## Directions
1/ In the Right to Try article, copy the part that opens with the words containing "The battle for" and closes with "of clinical trial.", but change "widowed mother" to "widowed parent".
2/ According to the Right to Try article, how long did Amy Auden's husband fight Stage 4 melanoma?

## Quoted passage
__________
“Right to Try” aims to limit bureaucracy for Colorado’s terminally ill
For Amy Auden, the fight to gain faster access to drugs not fully sanctioned by the Food and Drug Administration did not end last fall when her husband lost his two-year battle to Stage 4 melanoma.
“We needed hope but didn’t receive it through our battle. I want others to have opportunities to gain access to medication that can potentially be helpful,” said Auden, who along with her husband, Nick, gained national acclaim in an unsuccessful quest to persuade two pharmaceutical companies to grant them access to an experimental drug to treat his cancer.
The battle for Auden, who lives in Lone Tree, did not come directly with the FDA, but with pharmaceutical companies. Still, an effort in Colorado to grant faster access to experimental drugs for terminally ill patients is important to the widowed mother of three young children, as it could have prompted the drug companies to provide the medication to Nick had laws been in place in the state explicitly granting rights to patients for access to these drugs outside of clinical trial.
The proposed “Right to Try” legislation aims to take much of the bureaucracy out of the process for patients in search of hope as they have exhausted all medical options to cure an illness. Patients would be allowed to use experimental drugs — formally known as investigational drugs — biological products or devices.
The FDA allows terminally ill patients to try experimental drugs and treatments under its “compassionate use” rule. The rule grants patients on a case-by-case basis the opportunity to use investigational drugs outside of a clinical trial. But patients and families often run into trouble. Seeking approval can be a cumbersome process because families must find a doctor to fill out the lengthy FDA application for “compassionate use,” which takes up time that a patient might not have.
Pharmaceutical companies must agree to supply the drugs. Then the FDA reviews the application before approving or denying it.
__________
Dataset entries
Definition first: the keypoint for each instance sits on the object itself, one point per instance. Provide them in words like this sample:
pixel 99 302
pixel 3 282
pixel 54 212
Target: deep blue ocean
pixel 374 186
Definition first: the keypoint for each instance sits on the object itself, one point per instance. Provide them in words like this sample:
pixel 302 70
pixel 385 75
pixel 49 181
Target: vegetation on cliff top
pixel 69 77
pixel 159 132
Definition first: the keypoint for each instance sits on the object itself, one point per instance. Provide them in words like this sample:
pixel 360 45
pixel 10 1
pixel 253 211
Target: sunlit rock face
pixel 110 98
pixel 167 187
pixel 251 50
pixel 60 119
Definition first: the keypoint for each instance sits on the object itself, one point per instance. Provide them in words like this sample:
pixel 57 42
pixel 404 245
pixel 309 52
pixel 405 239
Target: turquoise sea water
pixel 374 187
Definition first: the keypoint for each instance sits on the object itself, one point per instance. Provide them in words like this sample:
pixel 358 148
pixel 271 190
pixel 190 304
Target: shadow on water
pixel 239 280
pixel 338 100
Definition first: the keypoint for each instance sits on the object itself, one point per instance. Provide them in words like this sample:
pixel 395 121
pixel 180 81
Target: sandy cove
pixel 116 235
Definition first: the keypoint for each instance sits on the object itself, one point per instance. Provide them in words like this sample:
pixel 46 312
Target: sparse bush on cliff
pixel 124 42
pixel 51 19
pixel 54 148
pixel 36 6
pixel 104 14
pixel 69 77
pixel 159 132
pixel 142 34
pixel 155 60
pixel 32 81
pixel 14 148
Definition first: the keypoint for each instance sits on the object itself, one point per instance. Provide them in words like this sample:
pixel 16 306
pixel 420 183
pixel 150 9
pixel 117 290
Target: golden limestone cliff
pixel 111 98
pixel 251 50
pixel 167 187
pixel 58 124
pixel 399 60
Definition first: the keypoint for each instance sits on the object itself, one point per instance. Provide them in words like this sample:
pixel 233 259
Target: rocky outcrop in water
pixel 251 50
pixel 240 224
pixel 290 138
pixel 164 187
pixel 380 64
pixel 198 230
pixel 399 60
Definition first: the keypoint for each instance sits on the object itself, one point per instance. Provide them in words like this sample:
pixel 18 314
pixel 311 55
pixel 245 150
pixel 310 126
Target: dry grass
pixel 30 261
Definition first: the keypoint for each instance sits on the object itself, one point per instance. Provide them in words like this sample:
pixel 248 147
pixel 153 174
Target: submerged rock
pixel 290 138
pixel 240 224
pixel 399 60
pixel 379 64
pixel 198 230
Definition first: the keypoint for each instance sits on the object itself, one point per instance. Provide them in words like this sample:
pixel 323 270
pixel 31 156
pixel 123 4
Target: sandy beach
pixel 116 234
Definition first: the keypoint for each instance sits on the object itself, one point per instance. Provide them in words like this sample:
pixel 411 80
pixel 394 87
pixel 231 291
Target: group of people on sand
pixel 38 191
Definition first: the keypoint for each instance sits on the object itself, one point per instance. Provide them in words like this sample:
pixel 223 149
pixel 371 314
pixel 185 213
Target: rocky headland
__________
## Activity answers
1/
The battle for Auden, who lives in Lone Tree, did not come directly with the FDA, but with pharmaceutical companies. Still, an effort in Colorado to grant faster access to experimental drugs for terminally ill patients is important to the widowed parent of three young children, as it could have prompted the drug companies to provide the medication to Nick had laws been in place in the state explicitly granting rights to patients for access to these drugs outside of clinical trial.

2/ Two years.